** Material for the task follows **

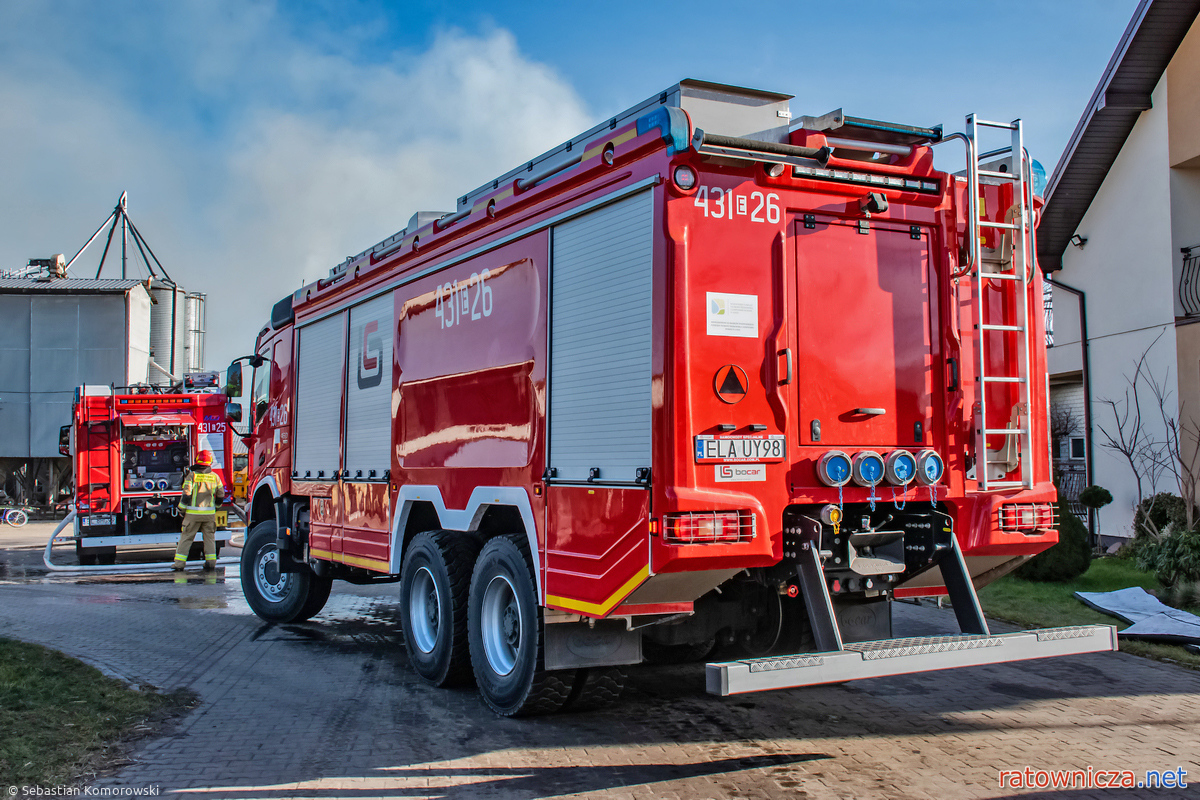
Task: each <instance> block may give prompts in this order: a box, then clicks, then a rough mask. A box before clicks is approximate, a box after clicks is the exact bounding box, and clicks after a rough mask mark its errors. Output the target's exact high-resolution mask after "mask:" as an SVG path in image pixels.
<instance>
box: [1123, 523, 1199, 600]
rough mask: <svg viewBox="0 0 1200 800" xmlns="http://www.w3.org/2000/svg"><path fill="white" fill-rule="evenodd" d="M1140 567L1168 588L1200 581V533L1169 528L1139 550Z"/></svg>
mask: <svg viewBox="0 0 1200 800" xmlns="http://www.w3.org/2000/svg"><path fill="white" fill-rule="evenodd" d="M1138 567H1139V569H1141V570H1146V571H1147V572H1153V573H1154V577H1156V578H1158V582H1159V583H1162V584H1163V585H1164V587H1166V588H1168V589H1171V588H1174V587H1183V585H1186V584H1194V583H1196V582H1198V581H1200V533H1198V531H1195V530H1175V529H1168V531H1166V533H1165V535H1164V536H1163V537H1162V539H1158V540H1157V541H1156V540H1151V541H1147V542H1145V543H1144V545H1141V546H1140V547H1139V548H1138Z"/></svg>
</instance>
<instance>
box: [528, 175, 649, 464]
mask: <svg viewBox="0 0 1200 800" xmlns="http://www.w3.org/2000/svg"><path fill="white" fill-rule="evenodd" d="M653 204H654V198H653V194H652V193H650V192H642V193H640V194H636V196H634V197H631V198H628V199H624V200H620V201H618V203H613V204H612V205H607V206H604V207H601V209H598V210H595V211H592V212H589V213H587V215H583V216H581V217H576V218H574V219H571V221H569V222H565V223H563V224H559V225H556V227H554V228H553V231H552V236H551V333H550V363H551V368H550V381H548V383H550V465H551V467H552V468H553V469H554V470H556V480H558V481H587V480H588V477H589V475H590V473H592V470H593V469H599V470H600V474H599V479H598V480H599V481H600V482H605V483H610V482H617V483H630V482H634V480H635V479H636V475H637V469H638V468H648V467H649V465H650V342H652V337H650V317H652V305H650V300H652V295H650V290H652V275H653V271H652V264H653V209H654V205H653Z"/></svg>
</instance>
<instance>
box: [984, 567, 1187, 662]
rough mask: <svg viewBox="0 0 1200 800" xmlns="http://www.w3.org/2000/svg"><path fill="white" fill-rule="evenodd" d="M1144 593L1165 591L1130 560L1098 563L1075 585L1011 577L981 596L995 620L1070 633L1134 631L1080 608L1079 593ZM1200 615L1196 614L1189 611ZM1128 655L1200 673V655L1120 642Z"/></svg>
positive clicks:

** End of Material for the task **

**About this task**
The listing above is to be retyped exactly, with all pictures left out.

**Exercise response**
Task: each <instance> block may give prompts in this order: a box, then clicks, then a rough mask. A box before clicks is approximate, a box after clicks is the exact bounding box, and clicks after a rough mask mark its errors. Output the target's exact high-resolution mask after "mask:" as an SVG path in image pixels.
<instance>
box: [1123, 523, 1199, 600]
rough mask: <svg viewBox="0 0 1200 800" xmlns="http://www.w3.org/2000/svg"><path fill="white" fill-rule="evenodd" d="M1140 567L1168 588L1200 581V533L1169 528L1139 550Z"/></svg>
mask: <svg viewBox="0 0 1200 800" xmlns="http://www.w3.org/2000/svg"><path fill="white" fill-rule="evenodd" d="M1138 567H1139V569H1141V570H1146V571H1147V572H1153V573H1154V577H1156V578H1158V582H1159V583H1162V584H1163V585H1164V587H1166V588H1168V589H1171V588H1174V587H1183V585H1186V584H1194V583H1196V582H1198V581H1200V533H1198V531H1195V530H1175V529H1168V531H1166V533H1165V535H1164V536H1163V537H1162V539H1158V540H1157V541H1156V540H1151V541H1147V542H1145V543H1144V545H1141V546H1140V547H1139V548H1138Z"/></svg>
</instance>
<instance>
box: [528, 175, 649, 464]
mask: <svg viewBox="0 0 1200 800" xmlns="http://www.w3.org/2000/svg"><path fill="white" fill-rule="evenodd" d="M653 204H654V198H653V194H652V193H650V192H642V193H640V194H636V196H634V197H631V198H628V199H624V200H620V201H618V203H613V204H612V205H607V206H604V207H601V209H598V210H595V211H592V212H589V213H587V215H583V216H581V217H576V218H574V219H571V221H569V222H565V223H563V224H559V225H556V227H554V228H553V231H552V236H551V333H550V363H551V368H550V381H548V383H550V465H551V467H552V468H553V469H554V470H556V480H558V481H587V480H588V477H589V475H590V473H592V470H593V469H599V470H600V474H599V479H598V480H599V481H600V482H605V483H610V482H617V483H630V482H634V480H635V479H636V475H637V469H638V468H648V467H649V465H650V342H652V337H650V317H652V305H650V300H652V295H650V290H652V275H653V271H652V264H653V209H654V205H653Z"/></svg>
</instance>
<instance>
box: [984, 567, 1187, 662]
rough mask: <svg viewBox="0 0 1200 800" xmlns="http://www.w3.org/2000/svg"><path fill="white" fill-rule="evenodd" d="M1144 593L1165 591L1130 560L1098 563L1075 585L1011 577L981 596L995 620L1070 633L1134 631L1080 608L1079 593ZM1200 615L1196 614L1189 611ZM1128 655L1200 673V655L1120 642Z"/></svg>
positive clicks:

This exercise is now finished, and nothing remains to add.